# Document text
▶

That was some chart in this week’s newest International Monetary Fund (IMF) update on the world economy on how different countries (including the United States) have fared when it comes to increasing or maintaining their manufacturing employment and their manufacturing output. (The detail in the below reproduction is tough to see, but for the original, see p. 5 in the third chapter of the Fund’s April World Economic Outlook.) 

Quill Cloud

 

Looking at performance for 20 high-income countries and 20 low-income countries, it makes clear that, contrary to the conventional wisdom, there’s nothing unusual about national economies boosting manufacturing jobs as a share of total jobs, and manufacturing output as a share of total output, at the same time. So it’s a powerful retort to claims from American globalization cheerleaders that all over the world, in rich and poor countries alike, both manufacturing indicators are bound to fall in relative terms as economies inevitably evolve in more services-oriented directions.

And at the very least, it calls into question the notion that trade balances in manufacturing have little or nothing to do job loss in the sector in particular. For example, according to the chart, 22 of the 40 countries examined have boosted manufacturing as a share of their employment and their real value-added (a measure of output) from 1960 through 2015. And 11 of these were high-income countries, where the conventional wisdom says manufacturing’s economic importance is likeliest to shrink over any significant time frame.

Of these 22 countries, 17 ran surpluses in their combined goods and services trade in 2015. And nine were high-income countries.

◀

# Stated task 1
Can you return the listing below line for line, without changing any characters and leaving out the pictures?
The manufacturing commentary has no connection to the listing.

[Records from a data source]
▶

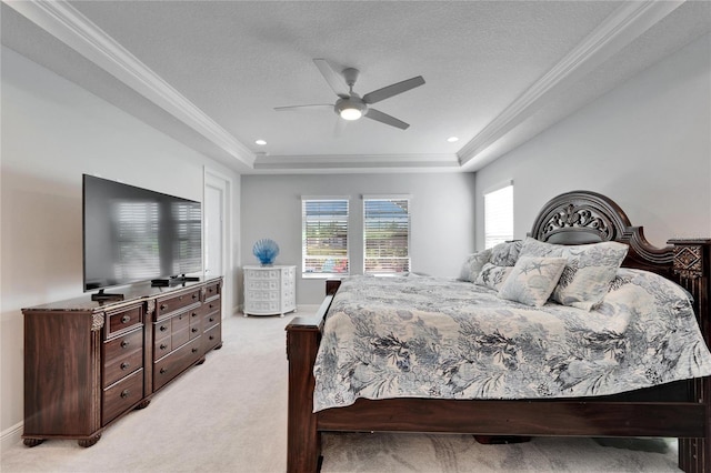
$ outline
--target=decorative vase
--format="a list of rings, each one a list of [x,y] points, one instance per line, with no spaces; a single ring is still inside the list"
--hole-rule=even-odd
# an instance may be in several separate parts
[[[271,266],[279,254],[279,245],[276,241],[263,238],[254,243],[252,254],[257,256],[262,266]]]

◀

# Stated task 2
In the manufacturing commentary, can you give the stretch from "And at the very" through "significant time frame." again with "conventional wisdom" renamed "received wisdom"?

# Complete output 1
$ outline
--target=decorative vase
--format="a list of rings, each one a list of [x,y] points, one instance per line, with no spaces; a single ring is still inside the list"
--hole-rule=even-odd
# an instance may be in several separate parts
[[[271,266],[279,254],[279,245],[276,241],[263,238],[254,243],[252,254],[257,256],[262,266]]]

# Complete output 2
And at the very least, it calls into question the notion that trade balances in manufacturing have little or nothing to do job loss in the sector in particular. For example, according to the chart, 22 of the 40 countries examined have boosted manufacturing as a share of their employment and their real value-added (a measure of output) from 1960 through 2015. And 11 of these were high-income countries, where the received wisdom says manufacturing’s economic importance is likeliest to shrink over any significant time frame.